Two dominoes are picked at random from a standard set of double-sixes. Such a set contains all the possible combinations of two numbers of pips that are possible from zero to six. That includes all 7x6/2=21 combinations of two different numbers plus all seven doubles from double zero to double six.

You look at only one of the two numbers on each domino, choosing at random which end to look at. You see that the number you look at on the first domino is 1. The number you see on the second domino is 2 (of course represented as pips).

What is the probability that you will be able to use these two dominoes as the ends of a chain of dominoes using all 28 in the set, linked in the usual fashion of requiring a match between the two adjoining numbers of two touching dominoes?

Remember, the numbers you looked at need not be the end numbers--one or the other of the still-hidden numbers might be positioned at the actual end(s) of the chain.

Upon returning home I carefully reassessed the domino problem, read all the relevant comments and found my error. ...Took some time.

My answer now : 5/16

Let us divide the relevant population into 3 subsets:

A 7 one-pip pieces,(all but 1-2 +1-1 counted twice)

> **Entries shown**
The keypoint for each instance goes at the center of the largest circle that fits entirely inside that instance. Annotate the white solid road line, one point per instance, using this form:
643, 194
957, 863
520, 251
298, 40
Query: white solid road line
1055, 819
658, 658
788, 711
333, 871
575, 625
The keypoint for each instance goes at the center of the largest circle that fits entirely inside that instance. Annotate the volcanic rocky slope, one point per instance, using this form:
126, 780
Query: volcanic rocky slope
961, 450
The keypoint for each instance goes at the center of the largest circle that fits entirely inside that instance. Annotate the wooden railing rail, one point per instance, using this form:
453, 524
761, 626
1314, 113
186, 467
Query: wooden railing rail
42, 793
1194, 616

> **Tasks for this exercise**
1) In the domino puzzle, what probability does the commenter give as the revised answer?
2) Carry on the domino puzzle from its last line.
The entries were drawn from a separate source unrelated to the domino puzzle.

> **Exercise results**
1) 5/16

2)
B 7 two-pip pieces , ,( all but 1-2 +2-2 counted twice)

C the "1-2" domino.

The first domino is drawn from the union A U C

with probability of 7/8 belonging to A and

probability of 1/8 belonging to C.

If it is from A then it can be complemented by one matching piece from B or the one piece from C except 1-1 :the one piece from C only.

If the 1st domino is from C than any one of the B set qualifies: 1/8*6/6=1/8

Sum up 5/8*2/8+2/8*1/8+1/8= 20/64=5/16 thats my answer.

The claim-" 1-1 or 2-2 do not have any special standing " was the source of my blunder..

ady

Added after seeing the official solution-.....

19/63 is right/

Actually I HAVE STARTED with the "grid counting" but was

not careful enough.

Beautiful problem...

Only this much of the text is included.